After the competition, and a few water balloons that left her grey hoodie wet on a cool, cloudy Seattle afternoon, Stewart continued to interact with fans of all ages. Earlier in the day, Loyd was even cooking hot dogs on the grill for her fans.

Their collective interactions with the fans are emblematic of the new order in the Storm franchise.

“It’s a real gift to the city and franchise, that our two cornerstones are such humble superstars and great teammates people want to play with,” Boucek said. “A lot of superstars come with a sense of entitlement and selfishness. Stewie and Jewell are exactly of the same breed, a rare breed of superstar where they’re humble, mostly focused on the success of the team and people that people want to play with. They want to win, and that’s more important than their individual success.”

The fans have noticed this as well.

“Everybody is amazed at all of [Stewart’s] athletic ability, so it’s really cool,” said Connie Hull, a Storm season ticket holder since 2005. “Everybody wants to see her play and watch what she’s going to do next, like that alley-oop with her and Jewell. It was such an amazing play and everybody is on the edge of their seat every time she steps on the court to see that again.”

**Given entries**:
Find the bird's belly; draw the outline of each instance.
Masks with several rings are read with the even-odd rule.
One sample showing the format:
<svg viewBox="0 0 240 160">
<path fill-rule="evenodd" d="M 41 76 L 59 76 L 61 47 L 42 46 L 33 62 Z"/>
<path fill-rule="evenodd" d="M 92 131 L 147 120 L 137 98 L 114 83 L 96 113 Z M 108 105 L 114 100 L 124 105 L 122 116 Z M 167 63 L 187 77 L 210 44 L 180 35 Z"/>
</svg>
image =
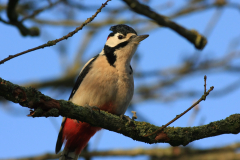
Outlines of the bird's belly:
<svg viewBox="0 0 240 160">
<path fill-rule="evenodd" d="M 97 106 L 117 115 L 125 113 L 133 96 L 132 76 L 92 72 L 85 78 L 71 99 L 73 103 Z"/>
</svg>

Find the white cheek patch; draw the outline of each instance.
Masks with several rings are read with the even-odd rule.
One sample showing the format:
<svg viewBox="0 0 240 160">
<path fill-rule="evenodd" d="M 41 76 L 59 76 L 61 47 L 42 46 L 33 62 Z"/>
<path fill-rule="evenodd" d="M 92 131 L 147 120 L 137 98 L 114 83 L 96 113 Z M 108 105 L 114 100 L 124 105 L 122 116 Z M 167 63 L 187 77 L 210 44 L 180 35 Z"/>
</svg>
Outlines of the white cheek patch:
<svg viewBox="0 0 240 160">
<path fill-rule="evenodd" d="M 126 38 L 123 38 L 123 39 L 118 39 L 118 36 L 120 34 L 119 33 L 116 33 L 113 37 L 109 37 L 107 42 L 106 42 L 106 45 L 109 46 L 109 47 L 115 47 L 117 46 L 119 43 L 122 43 L 124 41 L 127 41 Z"/>
</svg>

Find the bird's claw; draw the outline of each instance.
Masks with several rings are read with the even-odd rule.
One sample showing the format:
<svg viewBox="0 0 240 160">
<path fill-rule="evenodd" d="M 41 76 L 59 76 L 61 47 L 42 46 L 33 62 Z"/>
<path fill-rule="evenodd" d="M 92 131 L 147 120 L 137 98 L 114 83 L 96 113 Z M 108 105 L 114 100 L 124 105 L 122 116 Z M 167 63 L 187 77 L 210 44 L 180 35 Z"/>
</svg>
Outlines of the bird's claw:
<svg viewBox="0 0 240 160">
<path fill-rule="evenodd" d="M 91 106 L 85 104 L 84 107 L 88 108 L 91 111 L 92 117 L 93 117 L 93 110 L 98 110 L 98 112 L 100 113 L 100 108 L 98 108 L 96 106 L 91 107 Z"/>
<path fill-rule="evenodd" d="M 120 115 L 120 119 L 123 120 L 123 118 L 127 119 L 128 122 L 129 122 L 129 124 L 133 123 L 133 121 L 134 121 L 134 120 L 131 119 L 130 117 L 125 116 L 124 114 L 121 114 L 121 115 Z"/>
</svg>

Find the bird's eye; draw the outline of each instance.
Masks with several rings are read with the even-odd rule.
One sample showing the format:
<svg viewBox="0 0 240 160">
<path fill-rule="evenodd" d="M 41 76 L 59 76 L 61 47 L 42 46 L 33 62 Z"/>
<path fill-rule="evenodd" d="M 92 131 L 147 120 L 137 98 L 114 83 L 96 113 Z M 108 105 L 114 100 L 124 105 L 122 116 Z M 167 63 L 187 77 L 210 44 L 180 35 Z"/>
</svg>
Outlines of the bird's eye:
<svg viewBox="0 0 240 160">
<path fill-rule="evenodd" d="M 122 36 L 122 35 L 119 35 L 119 36 L 118 36 L 118 39 L 123 39 L 123 36 Z"/>
</svg>

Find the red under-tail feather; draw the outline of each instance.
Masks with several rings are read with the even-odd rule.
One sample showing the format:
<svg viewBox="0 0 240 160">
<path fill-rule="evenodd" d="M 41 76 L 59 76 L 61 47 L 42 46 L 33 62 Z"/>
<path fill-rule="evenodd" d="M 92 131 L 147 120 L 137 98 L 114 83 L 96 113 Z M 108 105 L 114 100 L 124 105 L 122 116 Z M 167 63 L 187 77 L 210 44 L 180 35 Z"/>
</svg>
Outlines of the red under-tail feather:
<svg viewBox="0 0 240 160">
<path fill-rule="evenodd" d="M 67 118 L 63 128 L 63 140 L 67 140 L 65 148 L 80 154 L 90 138 L 100 129 L 102 128 Z"/>
</svg>

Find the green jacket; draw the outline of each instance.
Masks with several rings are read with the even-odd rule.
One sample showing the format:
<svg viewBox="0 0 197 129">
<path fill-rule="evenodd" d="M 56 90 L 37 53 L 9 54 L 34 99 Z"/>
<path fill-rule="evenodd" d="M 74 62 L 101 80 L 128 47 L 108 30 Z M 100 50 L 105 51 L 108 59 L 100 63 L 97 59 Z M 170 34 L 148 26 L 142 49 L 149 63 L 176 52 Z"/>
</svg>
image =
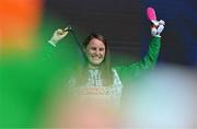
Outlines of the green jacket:
<svg viewBox="0 0 197 129">
<path fill-rule="evenodd" d="M 149 44 L 148 54 L 138 62 L 115 67 L 121 82 L 129 82 L 141 75 L 144 71 L 152 69 L 158 60 L 161 47 L 161 37 L 152 37 Z"/>
</svg>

**Required actions**:
a: In the Seattle Storm article:
(i) What was Loyd doing for fans earlier in the day?
(ii) According to Boucek, what do a lot of superstars come with?
(iii) Since what year has Connie Hull held Storm season tickets?
b: Can you carry the Seattle Storm article forward from its last paragraph?

**Results in order**:
a:
(i) Cooking hot dogs on the grill.
(ii) A sense of entitlement and selfishness.
(iii) 2005.

b:
On the heels of strong team play post the Olympic break, the Storm clinched their first postseason berth since 2013, so Stewart and Loyd have given their fans even more opportunities to watch them grow.

“It’s awesome, the fact that the fans are just so welcoming, and I’m just trying to embrace it,” Stewart said.


Breanna Stewart

It’s 5:30 p.m. and Stewart is 60 feet and six inches away from Bird, her teammate and fellow Olympian, warming up in the back hallways of Safeco Field.

There are no nerves. In fact, there’s a few nice catches as the players have a game of catch while other members of the stadium staff pass blissfully by.

Minutes later, Stewart and Bird head to the field. The duo conducts a TV interview with Root Sports in the home dugout. They hang on the field – while the hometown Mariners, in a Playoff chase of their own, warm up – and sign the occasional autograph for fans. They even meet with Mariner Moose, the team’s mascot.

This portion of the day reflects Stewart’s other triumph this year – winning a gold medal with the U.S. Olympic Women’s Basketball team. Stewart was the youngest player on the roster, but managed to be a key contributor for her college coach Geno Auriemma, averaging 8.1 points in 10.9 minutes per game.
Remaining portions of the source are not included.